Finding Value: Integrating Multiple Datasets to Clarify the Nuances of Past Food Choices

Author(s): Christine A. Hastorf; Melanie Miller

Year: 2021

Summary

This is an abstract from the "Thinking about Eating: Theorizing Foodways in Archaeology" session, at the 86th annual meeting of the Society for American Archaeology.

Archaeological studies of ancient foodways focus on understanding subsistence practices in terms of the movement of species over space and time, human/plant/animal strategies, ecological transformations, periods of abundance/famine, economics, and politics. The values that foods are imbued with, the meaning and significance they have in a culture at a particular time, can be more elusive when we are limited to archaeological evidence alone. The Taraco Archaeological Project has been completing research on the shores of Lake Titicaca, Bolivia, for some years. Through that work we have gathered and analyzed a range of data that speak to past food ways, including plant and animal remains, phytoliths, ceramics, and stable isotopes. Building on both indigenous ways of engaging with the local landscape, and our multiple datasets, we will discuss the power of combining data to help us think about past foodways and how these different lines of evidence can begin to illustrate the meanings and values of people’s decisions. In this presentation we will highlight what we have learned about not just the relative importance of foodstuffs through their presence or absence over time but also the values that residents seem to have imbued to these different foods.

### MATERIAL
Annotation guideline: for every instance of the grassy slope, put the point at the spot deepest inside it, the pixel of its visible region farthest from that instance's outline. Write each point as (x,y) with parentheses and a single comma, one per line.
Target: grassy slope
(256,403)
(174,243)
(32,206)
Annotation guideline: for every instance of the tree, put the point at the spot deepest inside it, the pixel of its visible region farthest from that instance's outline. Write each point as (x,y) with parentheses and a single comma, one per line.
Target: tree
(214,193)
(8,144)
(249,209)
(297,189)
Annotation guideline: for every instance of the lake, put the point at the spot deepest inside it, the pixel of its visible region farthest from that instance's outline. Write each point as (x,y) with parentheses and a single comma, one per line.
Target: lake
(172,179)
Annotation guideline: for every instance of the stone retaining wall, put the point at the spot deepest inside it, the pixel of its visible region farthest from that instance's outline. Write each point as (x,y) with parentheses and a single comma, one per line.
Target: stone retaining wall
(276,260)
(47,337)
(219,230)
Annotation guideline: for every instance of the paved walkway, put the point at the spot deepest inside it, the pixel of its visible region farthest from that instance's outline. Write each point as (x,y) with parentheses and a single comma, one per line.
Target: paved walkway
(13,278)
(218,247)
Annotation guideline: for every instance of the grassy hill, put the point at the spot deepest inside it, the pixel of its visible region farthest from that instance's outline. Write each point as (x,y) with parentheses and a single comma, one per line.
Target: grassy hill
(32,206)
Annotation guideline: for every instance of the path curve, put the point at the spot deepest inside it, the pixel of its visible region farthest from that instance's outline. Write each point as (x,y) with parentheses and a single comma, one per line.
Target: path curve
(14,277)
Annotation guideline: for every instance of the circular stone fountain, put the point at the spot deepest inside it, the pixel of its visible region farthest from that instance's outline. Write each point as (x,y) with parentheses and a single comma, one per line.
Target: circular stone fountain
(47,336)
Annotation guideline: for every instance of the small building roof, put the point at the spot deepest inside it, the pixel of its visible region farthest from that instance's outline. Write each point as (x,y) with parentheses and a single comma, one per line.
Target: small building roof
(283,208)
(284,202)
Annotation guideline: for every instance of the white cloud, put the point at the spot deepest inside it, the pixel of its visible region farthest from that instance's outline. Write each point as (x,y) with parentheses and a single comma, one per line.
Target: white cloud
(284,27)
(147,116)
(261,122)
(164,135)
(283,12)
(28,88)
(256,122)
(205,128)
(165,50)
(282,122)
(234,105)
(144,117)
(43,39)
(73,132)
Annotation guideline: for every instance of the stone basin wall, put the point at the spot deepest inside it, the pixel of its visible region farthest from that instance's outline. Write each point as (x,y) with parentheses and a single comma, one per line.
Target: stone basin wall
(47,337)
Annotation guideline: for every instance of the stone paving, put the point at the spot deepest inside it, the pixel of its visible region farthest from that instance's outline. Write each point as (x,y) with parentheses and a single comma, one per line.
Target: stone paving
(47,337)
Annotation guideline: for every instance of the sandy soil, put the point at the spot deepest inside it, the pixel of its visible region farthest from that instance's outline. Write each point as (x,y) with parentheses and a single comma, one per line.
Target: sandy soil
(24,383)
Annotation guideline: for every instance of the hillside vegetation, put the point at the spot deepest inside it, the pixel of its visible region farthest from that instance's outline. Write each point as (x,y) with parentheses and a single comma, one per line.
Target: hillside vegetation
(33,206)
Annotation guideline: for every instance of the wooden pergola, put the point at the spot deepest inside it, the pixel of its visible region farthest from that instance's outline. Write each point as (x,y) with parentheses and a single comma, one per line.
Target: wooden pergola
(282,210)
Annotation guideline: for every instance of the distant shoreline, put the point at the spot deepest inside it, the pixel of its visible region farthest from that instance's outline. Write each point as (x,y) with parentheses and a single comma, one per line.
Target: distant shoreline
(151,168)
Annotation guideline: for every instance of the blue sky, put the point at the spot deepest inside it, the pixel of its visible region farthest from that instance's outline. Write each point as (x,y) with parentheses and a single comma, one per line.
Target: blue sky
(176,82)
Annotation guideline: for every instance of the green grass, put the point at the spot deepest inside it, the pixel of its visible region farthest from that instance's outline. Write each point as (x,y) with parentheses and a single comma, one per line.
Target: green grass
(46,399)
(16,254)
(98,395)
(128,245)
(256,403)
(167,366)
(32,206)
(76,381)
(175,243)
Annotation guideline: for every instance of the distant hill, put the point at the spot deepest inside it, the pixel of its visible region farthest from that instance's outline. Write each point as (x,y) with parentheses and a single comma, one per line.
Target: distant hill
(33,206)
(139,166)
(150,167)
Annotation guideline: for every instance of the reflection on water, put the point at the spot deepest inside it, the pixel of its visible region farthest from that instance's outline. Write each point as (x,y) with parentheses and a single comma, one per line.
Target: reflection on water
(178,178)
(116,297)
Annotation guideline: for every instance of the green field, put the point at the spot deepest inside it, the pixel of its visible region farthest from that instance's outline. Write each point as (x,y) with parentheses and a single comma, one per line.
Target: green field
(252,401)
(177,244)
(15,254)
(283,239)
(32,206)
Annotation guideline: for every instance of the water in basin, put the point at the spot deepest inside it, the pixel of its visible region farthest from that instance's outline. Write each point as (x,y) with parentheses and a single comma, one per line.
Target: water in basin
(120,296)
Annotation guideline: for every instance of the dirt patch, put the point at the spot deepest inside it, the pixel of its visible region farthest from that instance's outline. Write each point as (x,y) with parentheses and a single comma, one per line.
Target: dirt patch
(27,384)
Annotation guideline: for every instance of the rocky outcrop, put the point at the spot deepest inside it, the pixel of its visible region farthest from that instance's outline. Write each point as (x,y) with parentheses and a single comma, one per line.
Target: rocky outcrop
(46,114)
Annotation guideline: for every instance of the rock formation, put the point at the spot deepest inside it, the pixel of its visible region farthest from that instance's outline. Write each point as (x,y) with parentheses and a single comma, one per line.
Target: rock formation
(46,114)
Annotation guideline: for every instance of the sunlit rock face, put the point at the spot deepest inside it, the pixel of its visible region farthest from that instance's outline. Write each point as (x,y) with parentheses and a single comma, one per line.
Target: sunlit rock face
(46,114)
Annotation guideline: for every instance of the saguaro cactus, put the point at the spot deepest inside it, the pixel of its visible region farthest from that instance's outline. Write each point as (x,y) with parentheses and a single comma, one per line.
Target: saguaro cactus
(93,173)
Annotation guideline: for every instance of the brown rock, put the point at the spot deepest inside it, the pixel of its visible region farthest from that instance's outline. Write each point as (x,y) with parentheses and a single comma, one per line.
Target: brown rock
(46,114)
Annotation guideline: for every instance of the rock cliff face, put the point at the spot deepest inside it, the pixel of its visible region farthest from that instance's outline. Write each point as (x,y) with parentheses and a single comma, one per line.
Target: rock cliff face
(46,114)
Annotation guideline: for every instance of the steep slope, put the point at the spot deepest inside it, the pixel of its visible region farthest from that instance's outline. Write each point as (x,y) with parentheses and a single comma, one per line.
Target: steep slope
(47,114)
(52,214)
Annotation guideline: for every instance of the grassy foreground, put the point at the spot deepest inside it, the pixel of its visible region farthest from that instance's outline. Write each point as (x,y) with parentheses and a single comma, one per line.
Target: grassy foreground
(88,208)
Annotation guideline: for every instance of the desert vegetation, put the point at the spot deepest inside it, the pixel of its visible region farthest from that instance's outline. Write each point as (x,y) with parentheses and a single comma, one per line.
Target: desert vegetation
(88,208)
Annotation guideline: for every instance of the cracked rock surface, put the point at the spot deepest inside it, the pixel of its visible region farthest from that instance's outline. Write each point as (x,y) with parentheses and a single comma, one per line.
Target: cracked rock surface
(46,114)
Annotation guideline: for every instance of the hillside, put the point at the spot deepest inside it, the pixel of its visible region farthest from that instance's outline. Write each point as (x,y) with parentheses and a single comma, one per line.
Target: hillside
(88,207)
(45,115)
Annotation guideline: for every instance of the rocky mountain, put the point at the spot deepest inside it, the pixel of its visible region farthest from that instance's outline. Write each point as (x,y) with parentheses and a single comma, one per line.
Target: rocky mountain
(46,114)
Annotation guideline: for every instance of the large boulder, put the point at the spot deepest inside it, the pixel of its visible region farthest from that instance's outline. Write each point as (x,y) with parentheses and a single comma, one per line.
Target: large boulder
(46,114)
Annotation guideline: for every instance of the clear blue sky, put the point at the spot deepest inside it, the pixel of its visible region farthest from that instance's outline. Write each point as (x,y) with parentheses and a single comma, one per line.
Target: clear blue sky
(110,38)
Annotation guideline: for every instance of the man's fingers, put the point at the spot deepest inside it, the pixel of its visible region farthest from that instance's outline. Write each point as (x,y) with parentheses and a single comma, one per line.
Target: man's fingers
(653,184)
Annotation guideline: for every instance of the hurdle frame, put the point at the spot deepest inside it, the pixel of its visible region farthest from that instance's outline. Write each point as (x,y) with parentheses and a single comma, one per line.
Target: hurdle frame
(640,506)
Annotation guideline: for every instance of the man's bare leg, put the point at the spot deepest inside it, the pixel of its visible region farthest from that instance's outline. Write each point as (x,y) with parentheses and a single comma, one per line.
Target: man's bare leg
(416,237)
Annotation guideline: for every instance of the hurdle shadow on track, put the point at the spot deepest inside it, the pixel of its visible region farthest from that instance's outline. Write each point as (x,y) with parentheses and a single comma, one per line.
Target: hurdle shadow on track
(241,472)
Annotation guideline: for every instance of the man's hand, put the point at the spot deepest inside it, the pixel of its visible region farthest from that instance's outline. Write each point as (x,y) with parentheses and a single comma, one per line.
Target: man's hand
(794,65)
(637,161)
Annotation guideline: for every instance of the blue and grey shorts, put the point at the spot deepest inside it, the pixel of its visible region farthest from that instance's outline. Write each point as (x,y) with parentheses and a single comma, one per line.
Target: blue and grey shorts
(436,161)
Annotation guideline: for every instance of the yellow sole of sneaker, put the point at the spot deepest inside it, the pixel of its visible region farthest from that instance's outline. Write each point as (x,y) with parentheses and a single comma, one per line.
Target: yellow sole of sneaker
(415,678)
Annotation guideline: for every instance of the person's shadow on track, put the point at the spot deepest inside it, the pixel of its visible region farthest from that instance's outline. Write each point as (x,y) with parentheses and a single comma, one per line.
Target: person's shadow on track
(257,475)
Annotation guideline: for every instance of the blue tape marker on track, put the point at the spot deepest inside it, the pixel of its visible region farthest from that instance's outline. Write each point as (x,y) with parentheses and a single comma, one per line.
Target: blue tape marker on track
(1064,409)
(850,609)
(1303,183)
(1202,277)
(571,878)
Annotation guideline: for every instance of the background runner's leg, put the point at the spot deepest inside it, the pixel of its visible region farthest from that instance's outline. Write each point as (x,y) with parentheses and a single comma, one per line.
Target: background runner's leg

### TO-DO LIST
a) Answer from the foodways abstract:
(i) At which annual meeting was the session held?
(ii) Where has the Taraco Archaeological Project been doing its research?
(iii) What year is given for the abstract?
b) Copy the part of the foodways abstract that opens with the words containing "Finding Value: Integrating" and closes with "for American Archaeology.".
The records aren't needed for this.

### ANSWER LIST
a)
(i) The 86th annual meeting of the Society for American Archaeology
(ii) On the shores of Lake Titicaca, Bolivia
(iii) 2021

b)
Finding Value: Integrating Multiple Datasets to Clarify the Nuances of Past Food Choices

Author(s): Christine A. Hastorf; Melanie Miller

Year: 2021

Summary

This is an abstract from the "Thinking about Eating: Theorizing Foodways in Archaeology" session, at the 86th annual meeting of the Society for American Archaeology.